Exercise requirements »
What you return must match the records exactly, with every line included.

(Referring expression data)
--- START ---

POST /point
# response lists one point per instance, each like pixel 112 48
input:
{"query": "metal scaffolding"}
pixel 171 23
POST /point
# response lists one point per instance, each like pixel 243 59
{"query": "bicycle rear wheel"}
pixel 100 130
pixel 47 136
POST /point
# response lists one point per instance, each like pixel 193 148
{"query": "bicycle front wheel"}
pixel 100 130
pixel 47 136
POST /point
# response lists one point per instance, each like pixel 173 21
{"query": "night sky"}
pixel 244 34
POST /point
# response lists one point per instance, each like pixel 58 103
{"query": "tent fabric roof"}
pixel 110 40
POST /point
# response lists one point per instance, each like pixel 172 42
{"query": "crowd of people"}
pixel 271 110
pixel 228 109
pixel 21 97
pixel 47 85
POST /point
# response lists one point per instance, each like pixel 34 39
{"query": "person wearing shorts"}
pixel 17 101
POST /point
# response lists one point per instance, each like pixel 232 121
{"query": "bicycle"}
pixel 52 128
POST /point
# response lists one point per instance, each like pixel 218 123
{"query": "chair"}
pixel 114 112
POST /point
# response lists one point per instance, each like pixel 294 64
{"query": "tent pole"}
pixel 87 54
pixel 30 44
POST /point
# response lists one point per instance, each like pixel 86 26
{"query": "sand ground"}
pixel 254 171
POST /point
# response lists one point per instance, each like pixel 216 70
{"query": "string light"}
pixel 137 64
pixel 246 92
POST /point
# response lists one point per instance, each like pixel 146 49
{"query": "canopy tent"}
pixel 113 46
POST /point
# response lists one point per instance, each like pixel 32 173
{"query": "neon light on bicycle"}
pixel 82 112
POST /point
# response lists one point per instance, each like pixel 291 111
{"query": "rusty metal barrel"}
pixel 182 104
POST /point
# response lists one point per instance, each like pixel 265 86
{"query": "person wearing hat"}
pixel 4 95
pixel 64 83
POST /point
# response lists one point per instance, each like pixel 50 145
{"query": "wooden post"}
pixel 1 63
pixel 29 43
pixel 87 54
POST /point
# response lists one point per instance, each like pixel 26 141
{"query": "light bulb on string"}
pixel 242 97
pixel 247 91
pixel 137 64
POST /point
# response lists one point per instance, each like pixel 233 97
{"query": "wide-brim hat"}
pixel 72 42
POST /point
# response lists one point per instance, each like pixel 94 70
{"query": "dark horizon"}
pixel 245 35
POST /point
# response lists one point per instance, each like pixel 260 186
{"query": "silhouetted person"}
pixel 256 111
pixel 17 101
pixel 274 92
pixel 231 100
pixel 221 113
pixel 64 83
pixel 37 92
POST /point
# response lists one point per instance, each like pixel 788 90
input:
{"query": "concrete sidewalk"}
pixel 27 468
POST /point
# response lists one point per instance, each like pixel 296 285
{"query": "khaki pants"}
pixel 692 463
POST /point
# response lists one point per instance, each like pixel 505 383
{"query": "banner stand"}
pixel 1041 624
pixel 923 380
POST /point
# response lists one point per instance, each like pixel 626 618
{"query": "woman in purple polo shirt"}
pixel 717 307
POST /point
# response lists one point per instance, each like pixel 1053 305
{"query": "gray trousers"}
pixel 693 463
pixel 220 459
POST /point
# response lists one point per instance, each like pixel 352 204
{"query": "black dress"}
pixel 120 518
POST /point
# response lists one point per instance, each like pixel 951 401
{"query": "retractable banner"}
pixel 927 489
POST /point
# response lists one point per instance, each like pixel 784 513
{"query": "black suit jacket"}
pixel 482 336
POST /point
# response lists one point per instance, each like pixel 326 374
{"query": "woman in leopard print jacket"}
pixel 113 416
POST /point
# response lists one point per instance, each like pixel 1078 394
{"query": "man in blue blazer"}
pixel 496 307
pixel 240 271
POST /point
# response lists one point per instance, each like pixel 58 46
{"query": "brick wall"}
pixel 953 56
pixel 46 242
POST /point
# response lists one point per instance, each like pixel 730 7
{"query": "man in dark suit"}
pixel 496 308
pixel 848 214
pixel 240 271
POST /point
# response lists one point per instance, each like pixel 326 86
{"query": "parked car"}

--- END ---

Response to this task »
POST /point
# response lists one point per instance, each like pixel 112 48
input:
{"query": "metal scaffolding"}
pixel 171 23
POST /point
# response lists one point per instance, each like pixel 243 59
{"query": "bicycle rear wheel"}
pixel 100 130
pixel 47 136
POST /point
# response lists one point per instance, each like pixel 193 148
{"query": "bicycle front wheel"}
pixel 100 130
pixel 47 136
POST /point
# response lists one point per instance, each like pixel 173 21
{"query": "night sky"}
pixel 244 34
POST /point
# response lists one point per instance, each like pixel 58 103
{"query": "tent fabric roof"}
pixel 110 40
POST /point
# response lists one point per instance, each like pixel 172 42
{"query": "crowd of people"}
pixel 271 110
pixel 228 109
pixel 21 97
pixel 47 85
POST /point
# response lists one point per instance, each like pixel 34 39
{"query": "person wearing shorts"}
pixel 17 101
POST /point
# response lists one point per instance, each like pixel 232 121
{"query": "bicycle"}
pixel 52 128
POST /point
# response lists one point per instance, each like pixel 218 123
{"query": "chair"}
pixel 114 112
POST /point
# response lists one point per instance, each like pixel 294 64
{"query": "tent pole"}
pixel 87 54
pixel 30 44
POST /point
# response lists one point per instance, each like pixel 86 26
{"query": "sand ground"}
pixel 254 171
POST /point
# response lists one point per instance, each like pixel 216 70
{"query": "string light"}
pixel 137 64
pixel 246 92
POST /point
# response lists one point per instance, each like pixel 146 49
{"query": "canopy tent"}
pixel 113 46
POST /point
# response lists one point per instance, each like pixel 32 173
{"query": "neon light on bicycle"}
pixel 82 112
POST /point
# response lists one point per instance, each like pixel 291 111
{"query": "rusty metal barrel"}
pixel 182 104
POST /point
# response lists one point per instance, each like pixel 265 86
{"query": "person wearing hat"}
pixel 4 95
pixel 64 83
POST /point
# response lists one point per instance, each like pixel 50 145
{"query": "wooden post"}
pixel 1 63
pixel 29 43
pixel 87 54
POST /point
# response lists one point per instance, each like pixel 26 141
{"query": "light bulb on string"}
pixel 242 97
pixel 247 91
pixel 137 64
POST /point
# response lists one point per instance, each like pixel 233 97
{"query": "wide-brim hat"}
pixel 72 42
POST /point
# response lists one point per instance, each like pixel 94 70
{"query": "dark horizon"}
pixel 245 35
POST /point
# response lists one point per instance, each like pixel 260 186
{"query": "silhouetted person"}
pixel 256 111
pixel 17 101
pixel 274 92
pixel 231 100
pixel 221 113
pixel 64 83
pixel 37 92
POST /point
# response lists one point per instance, each like pixel 788 90
input:
{"query": "concrete sidewalk"}
pixel 27 468
POST /point
# response lists one point per instance, each like pixel 296 285
{"query": "khaki pants"}
pixel 692 463
POST /point
# response lists one point per instance, each like pixel 505 383
{"query": "banner stand"}
pixel 1041 624
pixel 923 380
POST /point
# response lists one point per instance, each like pixel 626 618
{"query": "woman in purple polo shirt"}
pixel 717 307
POST /point
# response lists one point per instance, each like pixel 1053 305
{"query": "gray trousers"}
pixel 693 463
pixel 220 459
POST /point
# response lists one point per instance, each like pixel 352 204
{"query": "black dress"}
pixel 120 518
POST /point
# response lists one point per instance, each like pixel 951 401
{"query": "retractable banner"}
pixel 927 489
POST /point
# response lists one point per instance, each like pixel 784 513
{"query": "black suit jacket"}
pixel 482 336
POST /point
# response lists one point per instance, each like pixel 326 374
{"query": "woman in leopard print jacket"}
pixel 113 416
POST /point
# response lists one point per instance, each like pixel 1078 394
{"query": "man in blue blazer"}
pixel 496 307
pixel 240 271
POST /point
# response lists one point per instance, each like pixel 58 46
{"query": "brick wall"}
pixel 953 56
pixel 46 242
POST /point
# response lists one point per instance, each like pixel 730 7
{"query": "man in dark suit"}
pixel 496 308
pixel 848 214
pixel 240 271
POST /point
# response lists one point per instance, each like pixel 326 86
{"query": "parked car"}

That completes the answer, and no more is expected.